═══ EXTRACTED INFORMATION

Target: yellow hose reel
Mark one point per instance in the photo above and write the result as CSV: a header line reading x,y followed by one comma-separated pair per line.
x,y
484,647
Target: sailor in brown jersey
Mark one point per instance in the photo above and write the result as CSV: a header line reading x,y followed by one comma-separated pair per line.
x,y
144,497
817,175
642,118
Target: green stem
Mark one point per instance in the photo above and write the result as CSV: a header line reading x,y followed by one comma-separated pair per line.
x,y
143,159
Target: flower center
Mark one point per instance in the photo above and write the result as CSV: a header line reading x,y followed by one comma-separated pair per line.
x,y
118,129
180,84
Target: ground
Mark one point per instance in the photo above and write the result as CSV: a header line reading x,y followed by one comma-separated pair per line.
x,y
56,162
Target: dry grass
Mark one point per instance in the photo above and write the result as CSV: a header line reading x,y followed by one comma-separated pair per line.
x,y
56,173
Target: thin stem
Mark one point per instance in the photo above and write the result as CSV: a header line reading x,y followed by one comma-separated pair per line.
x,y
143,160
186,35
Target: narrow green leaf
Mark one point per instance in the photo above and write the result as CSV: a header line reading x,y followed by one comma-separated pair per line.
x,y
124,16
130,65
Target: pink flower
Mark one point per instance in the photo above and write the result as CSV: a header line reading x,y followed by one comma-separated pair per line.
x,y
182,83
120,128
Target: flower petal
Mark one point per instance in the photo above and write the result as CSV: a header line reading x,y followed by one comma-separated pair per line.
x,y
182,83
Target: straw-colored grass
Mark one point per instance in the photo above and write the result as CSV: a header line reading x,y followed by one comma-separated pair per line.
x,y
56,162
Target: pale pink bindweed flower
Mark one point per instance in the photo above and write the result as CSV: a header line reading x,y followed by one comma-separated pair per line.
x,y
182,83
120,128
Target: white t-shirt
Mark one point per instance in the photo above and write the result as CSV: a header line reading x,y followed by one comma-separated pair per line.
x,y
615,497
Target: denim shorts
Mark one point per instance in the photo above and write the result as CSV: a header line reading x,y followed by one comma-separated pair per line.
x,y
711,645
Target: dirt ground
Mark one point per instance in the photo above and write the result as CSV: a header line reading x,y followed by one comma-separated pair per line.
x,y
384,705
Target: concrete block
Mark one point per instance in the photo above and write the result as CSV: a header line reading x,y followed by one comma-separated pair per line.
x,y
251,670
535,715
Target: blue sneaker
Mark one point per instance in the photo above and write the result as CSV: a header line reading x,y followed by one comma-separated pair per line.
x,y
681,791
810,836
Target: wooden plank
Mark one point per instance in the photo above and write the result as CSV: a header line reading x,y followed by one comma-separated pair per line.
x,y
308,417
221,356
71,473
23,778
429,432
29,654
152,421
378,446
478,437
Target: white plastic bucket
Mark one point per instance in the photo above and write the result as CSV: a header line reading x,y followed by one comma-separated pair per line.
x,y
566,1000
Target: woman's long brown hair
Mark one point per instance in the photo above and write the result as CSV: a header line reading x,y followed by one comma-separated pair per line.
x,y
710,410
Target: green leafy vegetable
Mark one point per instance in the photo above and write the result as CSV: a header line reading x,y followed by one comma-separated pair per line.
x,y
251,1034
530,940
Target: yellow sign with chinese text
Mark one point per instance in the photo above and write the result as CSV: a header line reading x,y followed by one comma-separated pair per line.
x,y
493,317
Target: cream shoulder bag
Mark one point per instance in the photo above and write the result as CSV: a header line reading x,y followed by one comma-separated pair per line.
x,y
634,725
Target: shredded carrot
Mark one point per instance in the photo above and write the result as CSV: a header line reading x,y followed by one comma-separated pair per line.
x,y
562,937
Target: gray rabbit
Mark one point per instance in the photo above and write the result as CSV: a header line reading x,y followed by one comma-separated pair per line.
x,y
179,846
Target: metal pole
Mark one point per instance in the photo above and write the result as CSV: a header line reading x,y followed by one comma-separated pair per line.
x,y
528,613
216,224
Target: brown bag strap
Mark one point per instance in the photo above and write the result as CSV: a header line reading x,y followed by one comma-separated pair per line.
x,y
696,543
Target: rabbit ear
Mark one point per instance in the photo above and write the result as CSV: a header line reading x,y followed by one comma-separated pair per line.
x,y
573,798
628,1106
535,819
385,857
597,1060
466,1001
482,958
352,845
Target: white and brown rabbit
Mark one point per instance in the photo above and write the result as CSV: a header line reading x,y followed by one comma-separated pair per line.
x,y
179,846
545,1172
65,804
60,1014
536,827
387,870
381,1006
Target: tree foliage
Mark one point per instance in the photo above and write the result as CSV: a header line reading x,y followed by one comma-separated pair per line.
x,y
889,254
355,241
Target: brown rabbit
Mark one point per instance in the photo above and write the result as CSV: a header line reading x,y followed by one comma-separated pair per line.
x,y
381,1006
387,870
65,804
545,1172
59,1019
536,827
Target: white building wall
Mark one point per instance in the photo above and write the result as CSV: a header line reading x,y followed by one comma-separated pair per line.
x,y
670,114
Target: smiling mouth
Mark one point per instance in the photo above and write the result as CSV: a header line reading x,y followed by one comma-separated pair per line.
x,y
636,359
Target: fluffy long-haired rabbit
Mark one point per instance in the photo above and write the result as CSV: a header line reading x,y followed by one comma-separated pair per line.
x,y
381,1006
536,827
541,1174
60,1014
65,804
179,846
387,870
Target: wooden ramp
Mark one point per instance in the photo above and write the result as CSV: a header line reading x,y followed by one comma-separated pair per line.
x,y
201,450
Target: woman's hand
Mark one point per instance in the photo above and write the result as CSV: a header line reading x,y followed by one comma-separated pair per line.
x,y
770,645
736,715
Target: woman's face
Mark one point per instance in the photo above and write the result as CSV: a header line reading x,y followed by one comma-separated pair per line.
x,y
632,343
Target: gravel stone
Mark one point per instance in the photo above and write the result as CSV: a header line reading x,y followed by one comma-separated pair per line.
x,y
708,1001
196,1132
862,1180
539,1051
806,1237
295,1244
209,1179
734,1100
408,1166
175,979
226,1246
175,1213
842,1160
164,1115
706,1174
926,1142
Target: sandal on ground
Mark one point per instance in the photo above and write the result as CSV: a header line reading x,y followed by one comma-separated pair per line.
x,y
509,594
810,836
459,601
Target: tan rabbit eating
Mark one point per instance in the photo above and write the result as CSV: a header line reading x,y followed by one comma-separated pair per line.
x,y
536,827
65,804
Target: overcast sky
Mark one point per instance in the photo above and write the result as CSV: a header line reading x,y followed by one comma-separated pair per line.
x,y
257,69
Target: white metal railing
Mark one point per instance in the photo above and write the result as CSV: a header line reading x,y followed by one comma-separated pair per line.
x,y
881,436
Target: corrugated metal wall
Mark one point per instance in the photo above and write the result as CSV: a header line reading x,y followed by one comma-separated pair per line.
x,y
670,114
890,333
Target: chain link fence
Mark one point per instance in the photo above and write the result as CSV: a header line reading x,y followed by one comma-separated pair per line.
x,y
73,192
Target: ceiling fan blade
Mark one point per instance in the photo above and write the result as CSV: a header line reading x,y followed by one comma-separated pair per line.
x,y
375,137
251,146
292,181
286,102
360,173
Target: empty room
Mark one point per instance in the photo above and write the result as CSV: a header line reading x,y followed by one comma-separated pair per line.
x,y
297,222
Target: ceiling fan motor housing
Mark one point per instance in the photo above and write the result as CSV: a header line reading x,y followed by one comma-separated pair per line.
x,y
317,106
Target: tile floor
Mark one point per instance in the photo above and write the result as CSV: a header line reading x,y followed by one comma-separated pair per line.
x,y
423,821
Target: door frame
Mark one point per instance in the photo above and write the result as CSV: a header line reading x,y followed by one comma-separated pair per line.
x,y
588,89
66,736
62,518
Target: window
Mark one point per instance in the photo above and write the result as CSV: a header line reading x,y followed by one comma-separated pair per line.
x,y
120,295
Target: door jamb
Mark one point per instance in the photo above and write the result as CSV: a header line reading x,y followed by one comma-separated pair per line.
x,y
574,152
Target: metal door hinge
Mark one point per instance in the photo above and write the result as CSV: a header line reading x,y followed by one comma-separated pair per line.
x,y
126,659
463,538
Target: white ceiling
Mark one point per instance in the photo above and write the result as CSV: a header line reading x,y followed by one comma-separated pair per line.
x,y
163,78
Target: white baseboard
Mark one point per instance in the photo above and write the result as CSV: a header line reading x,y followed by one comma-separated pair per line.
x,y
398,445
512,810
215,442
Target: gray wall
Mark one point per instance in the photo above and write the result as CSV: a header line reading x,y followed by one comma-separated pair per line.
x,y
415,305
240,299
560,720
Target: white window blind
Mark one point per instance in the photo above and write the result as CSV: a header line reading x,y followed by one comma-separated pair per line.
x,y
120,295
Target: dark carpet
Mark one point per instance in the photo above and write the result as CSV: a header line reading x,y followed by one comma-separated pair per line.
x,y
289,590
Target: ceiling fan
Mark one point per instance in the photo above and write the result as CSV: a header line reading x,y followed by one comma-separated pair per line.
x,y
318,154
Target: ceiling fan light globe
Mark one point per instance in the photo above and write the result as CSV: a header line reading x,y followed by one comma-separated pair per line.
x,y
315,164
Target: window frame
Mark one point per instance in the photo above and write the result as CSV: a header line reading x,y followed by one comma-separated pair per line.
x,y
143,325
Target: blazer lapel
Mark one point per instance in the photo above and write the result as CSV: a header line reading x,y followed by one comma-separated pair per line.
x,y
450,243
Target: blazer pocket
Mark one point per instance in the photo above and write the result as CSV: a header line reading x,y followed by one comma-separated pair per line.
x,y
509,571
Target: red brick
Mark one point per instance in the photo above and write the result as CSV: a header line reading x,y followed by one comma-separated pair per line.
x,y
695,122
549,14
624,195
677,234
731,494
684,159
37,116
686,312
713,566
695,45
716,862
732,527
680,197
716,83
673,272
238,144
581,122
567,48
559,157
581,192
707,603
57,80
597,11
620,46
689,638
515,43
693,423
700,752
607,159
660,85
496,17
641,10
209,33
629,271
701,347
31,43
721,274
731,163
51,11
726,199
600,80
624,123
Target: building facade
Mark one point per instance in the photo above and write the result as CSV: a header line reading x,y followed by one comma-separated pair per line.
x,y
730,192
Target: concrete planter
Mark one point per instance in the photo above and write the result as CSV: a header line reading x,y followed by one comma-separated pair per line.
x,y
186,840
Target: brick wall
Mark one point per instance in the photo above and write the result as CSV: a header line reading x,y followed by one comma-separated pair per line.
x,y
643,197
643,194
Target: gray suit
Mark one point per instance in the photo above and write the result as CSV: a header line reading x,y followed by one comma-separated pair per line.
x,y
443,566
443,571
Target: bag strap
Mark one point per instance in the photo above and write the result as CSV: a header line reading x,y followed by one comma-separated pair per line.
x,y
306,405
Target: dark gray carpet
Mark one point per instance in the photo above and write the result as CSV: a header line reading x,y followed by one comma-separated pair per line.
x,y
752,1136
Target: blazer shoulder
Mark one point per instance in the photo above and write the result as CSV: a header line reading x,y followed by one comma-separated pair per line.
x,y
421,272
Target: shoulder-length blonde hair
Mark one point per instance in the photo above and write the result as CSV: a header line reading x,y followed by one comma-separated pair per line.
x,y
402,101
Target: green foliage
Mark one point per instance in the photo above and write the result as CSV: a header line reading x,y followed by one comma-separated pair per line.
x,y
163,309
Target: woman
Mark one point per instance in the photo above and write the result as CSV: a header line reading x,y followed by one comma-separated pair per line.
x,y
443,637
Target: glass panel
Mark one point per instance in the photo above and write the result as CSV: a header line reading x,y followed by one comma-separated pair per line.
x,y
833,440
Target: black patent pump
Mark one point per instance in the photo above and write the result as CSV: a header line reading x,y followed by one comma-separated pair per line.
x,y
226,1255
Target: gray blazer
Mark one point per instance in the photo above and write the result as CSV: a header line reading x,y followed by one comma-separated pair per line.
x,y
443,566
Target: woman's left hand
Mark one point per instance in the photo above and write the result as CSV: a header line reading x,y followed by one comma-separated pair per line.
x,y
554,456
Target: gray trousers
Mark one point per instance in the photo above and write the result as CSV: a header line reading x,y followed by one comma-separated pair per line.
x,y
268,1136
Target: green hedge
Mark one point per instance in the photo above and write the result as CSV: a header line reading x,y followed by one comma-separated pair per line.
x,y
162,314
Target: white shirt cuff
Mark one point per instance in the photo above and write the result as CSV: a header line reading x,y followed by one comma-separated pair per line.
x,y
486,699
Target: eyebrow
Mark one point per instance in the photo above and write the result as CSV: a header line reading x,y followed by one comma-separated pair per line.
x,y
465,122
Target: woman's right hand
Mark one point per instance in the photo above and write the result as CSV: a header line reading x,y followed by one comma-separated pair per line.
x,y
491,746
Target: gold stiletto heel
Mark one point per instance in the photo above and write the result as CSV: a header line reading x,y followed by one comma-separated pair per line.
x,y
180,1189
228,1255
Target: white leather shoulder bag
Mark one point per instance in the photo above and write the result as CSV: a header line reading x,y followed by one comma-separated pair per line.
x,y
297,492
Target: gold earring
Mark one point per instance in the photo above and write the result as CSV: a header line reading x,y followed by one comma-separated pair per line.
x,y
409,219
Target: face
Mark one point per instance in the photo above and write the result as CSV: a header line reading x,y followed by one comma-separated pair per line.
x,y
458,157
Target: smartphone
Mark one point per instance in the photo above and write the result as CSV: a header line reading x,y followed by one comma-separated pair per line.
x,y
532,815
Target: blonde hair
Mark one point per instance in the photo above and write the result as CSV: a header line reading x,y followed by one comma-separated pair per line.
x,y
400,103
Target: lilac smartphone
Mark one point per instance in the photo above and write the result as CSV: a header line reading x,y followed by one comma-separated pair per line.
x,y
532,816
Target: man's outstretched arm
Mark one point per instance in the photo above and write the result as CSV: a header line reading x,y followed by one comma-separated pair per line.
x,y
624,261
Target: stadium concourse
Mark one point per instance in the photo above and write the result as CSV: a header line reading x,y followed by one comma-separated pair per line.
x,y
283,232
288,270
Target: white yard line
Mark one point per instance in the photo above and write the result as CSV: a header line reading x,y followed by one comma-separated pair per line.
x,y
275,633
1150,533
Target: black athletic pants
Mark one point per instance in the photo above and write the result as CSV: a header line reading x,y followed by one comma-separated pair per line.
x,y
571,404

══════

■ WHAT TO DO ■
Copy out, word for word, the lines of the records starting at the line that contains "Target: lilac smartphone" and ending at the last line of the records, with both ends included.

■ COMPLETE OUTPUT ■
Target: lilac smartphone
Mark one point per instance in the photo above and write the result as CSV: a header line reading x,y followed by one comma-separated pair per line.
x,y
532,816
Target: man's outstretched arm
Mark one point per instance in the photo above and write the result as CSV: a header line reading x,y followed by one comma-separated pair per line.
x,y
624,261
Target: stadium concourse
Mark one point per instance in the photo above and write the result as CSV: a header line reading x,y followed by one comma-separated pair per line.
x,y
283,232
288,270
Target: white yard line
Mark one point per instance in the photo above and write the result as CSV: a header line reading x,y followed by one comma-separated pair per line.
x,y
275,633
1150,533
Target: black athletic pants
Mark one point per instance in the photo above and write the result as CSV: a header line reading x,y followed by one comma-separated pair per line.
x,y
571,404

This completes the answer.